● DIRECTIONS
1. Decide whether each statement agrees with the text on Joseph Jastrow, answering yes or no and quoting the deciding words: (a) Jastrow was born in Philadelphia. (b) Jastrow held a professorship at the University of Wisconsin–Madison until he retired in 1927. (c) Morris Jastrow, Jr. was Joseph Jastrow's younger brother.
2. Transcribe the part of the text on Joseph Jastrow starting with "Jastrow was born" and going on through "1927 to 1933.".

Joseph Jastrow (January 30, 1863 – January 8, 1944) was a Polish-born American psychologist, noted for inventions in experimental psychology, design of experiments, and psychophysics. He also worked on the phenomena of optical illusions, and a number of well-known optical illusions (such as the Jastrow illusion) were either discovered or popularized in his work. Jastrow believed that everyone had their own, often incorrect, preconceptions about psychology. One of his goals was to use the scientific method to identify truth from error, and educate the layperson, which he did through speaking tours, popular print media, and radio.
Jastrow was born in Warsaw, Poland. A son of Talmud scholar Marcus Jastrow, Joseph Jastrow was the younger brother of the orientalist, Morris Jastrow, Jr. Joseph Jastrow came to Philadelphia in 1866 and received his bachelor's and master's degrees from the University of Pennsylvania. During his doctoral studies at Johns Hopkins University, Jastrow worked with C. S. Peirce on experiments in psychophysics that introduced randomization and blinding for a repeated measures design.[a] From 1888 until his retirement in 1927, Jastrow was a professor at the University of Wisconsin–Madison, where he advised Clark L. Hull. He was a lecturer at the New School of Social Research from 1927 to 1933.

(Data records)
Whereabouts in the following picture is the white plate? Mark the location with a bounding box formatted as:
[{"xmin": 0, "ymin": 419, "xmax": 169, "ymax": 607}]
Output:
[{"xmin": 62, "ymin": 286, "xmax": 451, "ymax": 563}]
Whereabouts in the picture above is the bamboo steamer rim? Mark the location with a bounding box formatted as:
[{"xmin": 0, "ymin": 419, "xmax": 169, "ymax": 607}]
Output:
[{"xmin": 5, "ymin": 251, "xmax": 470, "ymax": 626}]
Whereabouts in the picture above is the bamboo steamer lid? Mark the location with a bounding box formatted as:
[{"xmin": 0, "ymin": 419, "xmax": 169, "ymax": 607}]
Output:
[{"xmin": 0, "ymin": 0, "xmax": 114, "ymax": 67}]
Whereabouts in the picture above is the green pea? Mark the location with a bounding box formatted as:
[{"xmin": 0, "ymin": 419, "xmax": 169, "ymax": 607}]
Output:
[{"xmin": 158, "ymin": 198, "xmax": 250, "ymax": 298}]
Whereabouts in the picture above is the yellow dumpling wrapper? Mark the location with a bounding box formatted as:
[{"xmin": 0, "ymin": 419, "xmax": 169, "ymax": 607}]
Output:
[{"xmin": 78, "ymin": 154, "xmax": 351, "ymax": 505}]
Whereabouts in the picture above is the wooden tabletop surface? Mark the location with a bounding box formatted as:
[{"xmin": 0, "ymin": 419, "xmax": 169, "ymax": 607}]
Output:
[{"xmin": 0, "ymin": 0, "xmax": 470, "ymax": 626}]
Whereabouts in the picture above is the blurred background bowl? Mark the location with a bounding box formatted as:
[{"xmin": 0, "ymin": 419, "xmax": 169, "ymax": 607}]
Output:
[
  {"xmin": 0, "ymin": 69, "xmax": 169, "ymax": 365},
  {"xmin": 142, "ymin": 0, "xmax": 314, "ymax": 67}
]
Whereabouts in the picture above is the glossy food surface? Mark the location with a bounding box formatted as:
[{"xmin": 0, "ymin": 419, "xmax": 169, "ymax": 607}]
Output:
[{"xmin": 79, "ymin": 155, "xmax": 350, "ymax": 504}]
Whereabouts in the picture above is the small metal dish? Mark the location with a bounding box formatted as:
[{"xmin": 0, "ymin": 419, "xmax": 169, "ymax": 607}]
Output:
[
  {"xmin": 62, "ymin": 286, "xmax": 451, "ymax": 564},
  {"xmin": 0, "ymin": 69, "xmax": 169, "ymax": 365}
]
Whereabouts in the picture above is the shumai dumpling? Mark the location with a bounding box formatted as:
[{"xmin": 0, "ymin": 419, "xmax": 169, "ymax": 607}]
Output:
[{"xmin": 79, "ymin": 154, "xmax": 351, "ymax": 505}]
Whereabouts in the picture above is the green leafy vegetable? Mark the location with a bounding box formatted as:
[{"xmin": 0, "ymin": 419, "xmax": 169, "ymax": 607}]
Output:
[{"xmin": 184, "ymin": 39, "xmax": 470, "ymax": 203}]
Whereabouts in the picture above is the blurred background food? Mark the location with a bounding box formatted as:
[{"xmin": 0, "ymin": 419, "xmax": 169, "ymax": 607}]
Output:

● ANSWERS TO THE TASKS
1.
(a) No: "Jastrow was born in Warsaw, Poland."
(b) Yes: "From 1888 until his retirement in 1927, Jastrow was a professor at the University of Wisconsin–Madison"
(c) No: "Joseph Jastrow was the younger brother of the orientalist, Morris Jastrow, Jr."

2.
Jastrow was born in Warsaw, Poland. A son of Talmud scholar Marcus Jastrow, Joseph Jastrow was the younger brother of the orientalist, Morris Jastrow, Jr. Joseph Jastrow came to Philadelphia in 1866 and received his bachelor's and master's degrees from the University of Pennsylvania. During his doctoral studies at Johns Hopkins University, Jastrow worked with C. S. Peirce on experiments in psychophysics that introduced randomization and blinding for a repeated measures design.[a] From 1888 until his retirement in 1927, Jastrow was a professor at the University of Wisconsin–Madison, where he advised Clark L. Hull. He was a lecturer at the New School of Social Research from 1927 to 1933.